• _Given problem_: Copy every line from the one that holds "canvas wall art" to the end of the records below, exactly and with nothing else, but without any pictures.
----- Information shown
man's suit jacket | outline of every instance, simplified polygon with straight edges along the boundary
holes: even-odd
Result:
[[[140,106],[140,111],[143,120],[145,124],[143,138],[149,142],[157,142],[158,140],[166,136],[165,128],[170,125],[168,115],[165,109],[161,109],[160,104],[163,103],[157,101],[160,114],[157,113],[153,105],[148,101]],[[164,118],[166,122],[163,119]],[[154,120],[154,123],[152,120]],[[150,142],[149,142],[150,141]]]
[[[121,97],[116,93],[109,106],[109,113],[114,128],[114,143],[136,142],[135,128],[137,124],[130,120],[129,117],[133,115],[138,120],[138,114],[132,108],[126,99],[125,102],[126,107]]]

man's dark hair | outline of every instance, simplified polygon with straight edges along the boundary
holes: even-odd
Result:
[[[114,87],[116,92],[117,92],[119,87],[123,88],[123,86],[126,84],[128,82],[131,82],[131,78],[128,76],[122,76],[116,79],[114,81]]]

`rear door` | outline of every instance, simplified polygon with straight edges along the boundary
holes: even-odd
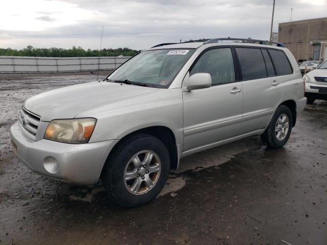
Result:
[[[264,129],[281,101],[281,81],[269,51],[259,47],[236,46],[243,87],[243,134]]]
[[[207,50],[191,67],[190,76],[211,75],[209,88],[183,92],[184,152],[241,133],[243,95],[231,47]]]

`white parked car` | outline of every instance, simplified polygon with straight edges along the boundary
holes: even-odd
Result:
[[[327,100],[327,60],[303,76],[303,80],[308,104],[313,104],[315,100]]]
[[[314,70],[321,62],[318,60],[311,60],[310,61],[305,61],[299,66],[300,70],[302,75],[309,72]]]
[[[237,40],[159,44],[103,81],[33,96],[11,128],[14,150],[42,176],[101,178],[113,200],[135,207],[186,156],[253,135],[282,147],[307,102],[296,61],[281,44]]]

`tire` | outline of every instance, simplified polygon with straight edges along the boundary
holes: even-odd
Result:
[[[105,189],[112,200],[124,207],[145,204],[154,199],[166,184],[170,167],[168,150],[158,139],[145,134],[132,135],[119,144],[102,172]],[[135,160],[135,155],[139,161]],[[147,161],[150,158],[151,161]],[[147,162],[150,163],[144,167]],[[125,178],[131,179],[125,181]]]
[[[286,127],[286,122],[284,122],[285,124],[284,127],[279,126],[282,122],[281,121],[278,121],[277,124],[277,120],[283,115],[287,117],[288,120],[287,127]],[[283,117],[283,118],[284,118]],[[264,133],[261,135],[263,143],[271,148],[277,149],[283,147],[290,137],[292,131],[292,113],[290,109],[286,106],[279,106],[276,110],[268,127]],[[276,131],[277,126],[278,127],[278,131]],[[286,129],[287,129],[287,132],[286,131]],[[284,133],[281,132],[282,131]]]
[[[316,99],[312,99],[312,98],[307,98],[307,104],[308,105],[312,105],[315,101],[316,100]]]

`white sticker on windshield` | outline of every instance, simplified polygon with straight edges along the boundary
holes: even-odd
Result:
[[[189,50],[171,50],[167,55],[185,55],[189,53]]]

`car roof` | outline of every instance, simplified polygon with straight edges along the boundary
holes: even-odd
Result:
[[[155,50],[175,48],[197,48],[203,46],[220,46],[223,45],[246,45],[265,47],[280,49],[285,47],[281,43],[267,40],[262,40],[244,38],[220,38],[212,39],[199,39],[177,43],[161,43],[146,50]]]

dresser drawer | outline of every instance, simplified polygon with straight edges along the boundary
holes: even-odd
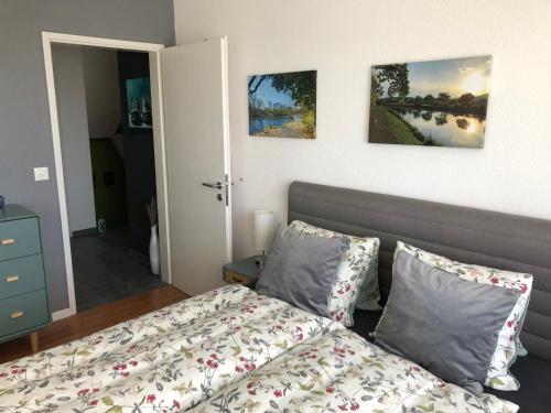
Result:
[[[0,222],[0,261],[41,252],[36,218]]]
[[[18,295],[0,301],[0,336],[9,336],[46,324],[46,291]]]
[[[44,286],[42,254],[0,261],[0,300]]]

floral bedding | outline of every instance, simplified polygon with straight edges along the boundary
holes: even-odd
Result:
[[[516,412],[227,285],[0,366],[0,412]]]

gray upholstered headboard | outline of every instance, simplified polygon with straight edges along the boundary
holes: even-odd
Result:
[[[289,188],[293,219],[378,237],[385,298],[397,240],[461,262],[533,274],[521,339],[532,356],[551,360],[551,221],[303,182]]]

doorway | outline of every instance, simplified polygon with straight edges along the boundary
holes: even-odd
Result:
[[[69,298],[69,308],[54,313],[53,318],[76,312],[52,63],[52,44],[57,43],[149,54],[162,280],[192,295],[223,285],[220,269],[231,260],[227,37],[166,50],[158,44],[60,33],[43,32],[42,39]]]
[[[54,319],[58,319],[75,314],[77,309],[87,309],[105,302],[139,293],[143,289],[171,282],[168,253],[170,242],[166,225],[164,132],[161,118],[162,101],[159,99],[161,91],[159,52],[163,45],[43,33],[43,46],[69,297],[69,308],[53,314]],[[102,132],[94,137],[97,139],[88,140],[88,174],[94,176],[88,181],[88,185],[72,185],[72,181],[78,177],[78,174],[74,174],[71,167],[67,167],[67,162],[71,164],[73,161],[73,164],[76,163],[80,170],[84,170],[82,162],[73,159],[71,143],[68,149],[65,148],[64,135],[66,133],[63,132],[67,131],[67,128],[64,127],[65,116],[62,109],[64,85],[57,85],[62,80],[56,73],[58,67],[55,67],[58,47],[73,47],[80,50],[80,53],[84,48],[93,54],[111,53],[117,55],[119,61],[117,75],[120,77],[120,97],[117,99],[117,104],[121,112],[120,124],[116,126],[112,132]],[[127,64],[120,64],[121,62],[127,62]],[[89,65],[88,68],[93,69]],[[137,72],[138,68],[141,69],[141,73]],[[74,74],[71,77],[74,77]],[[150,84],[151,100],[131,97],[130,102],[126,102],[125,98],[130,95],[128,89],[132,87],[131,83],[129,84],[127,80],[143,80],[144,78],[148,78]],[[101,85],[96,83],[96,86],[101,90]],[[98,90],[94,90],[94,88],[91,90],[95,91],[95,95],[101,96]],[[68,106],[68,110],[65,110],[69,118],[75,115],[75,107]],[[73,122],[69,123],[73,123],[74,127],[74,123],[77,122],[73,119]],[[97,122],[93,121],[91,123],[94,123],[93,129],[101,129]],[[72,137],[75,130],[69,128],[68,132]],[[149,139],[144,139],[144,137],[149,137]],[[117,149],[118,140],[122,141],[122,145],[125,141],[129,142],[123,149],[122,156]],[[83,142],[80,142],[82,145]],[[117,156],[119,156],[118,161]],[[148,160],[150,161],[149,167],[144,165]],[[120,161],[122,161],[122,169]],[[69,173],[67,170],[71,170]],[[90,170],[94,172],[91,173]],[[143,185],[144,181],[148,180],[149,184]],[[85,188],[86,186],[88,188]],[[77,193],[84,189],[88,193],[88,202],[85,204],[82,203],[82,199],[85,199],[86,196],[83,197],[80,194],[80,205],[77,208],[72,208],[73,187],[77,188]],[[91,192],[89,187],[93,188]],[[150,192],[145,200],[143,191],[142,193],[131,191],[138,188],[139,192],[144,187]],[[110,191],[111,199],[105,199],[106,189]],[[161,278],[151,275],[148,257],[151,226],[145,204],[151,204],[152,198],[158,204]],[[121,204],[123,206],[125,203],[127,208],[121,207]],[[89,211],[90,208],[93,214]],[[87,216],[84,224],[79,221],[83,215]],[[116,274],[114,274],[114,269]],[[94,278],[95,282],[90,282],[90,278]],[[137,280],[142,282],[136,283]],[[109,292],[107,293],[107,291]]]
[[[149,56],[78,45],[52,53],[82,312],[165,285],[158,244],[149,257],[152,231],[158,239]]]

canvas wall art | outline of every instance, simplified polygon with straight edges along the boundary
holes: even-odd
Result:
[[[316,70],[249,76],[251,137],[315,139]]]
[[[149,77],[127,79],[128,126],[136,129],[152,129],[151,85]]]
[[[369,142],[484,148],[491,56],[371,67]]]

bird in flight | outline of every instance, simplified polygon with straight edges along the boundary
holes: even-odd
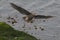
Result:
[[[28,23],[32,23],[33,19],[48,19],[53,17],[53,16],[45,16],[45,15],[36,15],[36,14],[30,13],[29,11],[25,10],[22,7],[15,5],[14,3],[10,3],[10,4],[14,9],[19,11],[21,14],[25,15],[23,19]]]

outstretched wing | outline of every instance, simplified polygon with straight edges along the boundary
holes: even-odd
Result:
[[[35,19],[48,19],[48,18],[52,18],[53,16],[45,16],[45,15],[35,15],[34,18]]]
[[[24,14],[24,15],[30,15],[31,13],[30,12],[28,12],[27,10],[25,10],[25,9],[23,9],[22,7],[19,7],[19,6],[17,6],[17,5],[15,5],[14,3],[10,3],[11,4],[11,6],[13,7],[13,8],[15,8],[17,11],[19,11],[21,14]]]

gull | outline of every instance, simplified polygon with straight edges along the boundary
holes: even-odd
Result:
----------
• _Response to the task_:
canvas wall art | outline of every instance, simplified polygon with straight edges along the boundary
holes: even-odd
Result:
[[[316,70],[249,76],[251,137],[315,139]]]
[[[149,77],[127,79],[128,126],[136,129],[152,129],[151,85]]]
[[[369,142],[484,148],[491,56],[371,67]]]

bird in flight | outline of every instance, simplified polygon with straight edges along the boundary
holes: even-odd
Result:
[[[28,23],[32,23],[33,19],[48,19],[53,17],[53,16],[45,16],[45,15],[36,15],[36,14],[30,13],[29,11],[25,10],[22,7],[15,5],[14,3],[10,3],[10,4],[14,9],[19,11],[21,14],[25,15],[23,19]]]

outstretched wing | outline of every instance, simplified polygon with straight edges along the boundary
holes: even-odd
Result:
[[[35,19],[48,19],[48,18],[52,18],[53,16],[45,16],[45,15],[35,15],[34,18]]]
[[[24,14],[24,15],[30,15],[31,13],[30,12],[28,12],[27,10],[25,10],[25,9],[23,9],[22,7],[19,7],[19,6],[17,6],[17,5],[15,5],[14,3],[10,3],[11,4],[11,6],[13,7],[13,8],[15,8],[17,11],[19,11],[21,14]]]

gull | outline of every instance, simplified polygon with straight edges along the boundary
holes: even-odd
Result:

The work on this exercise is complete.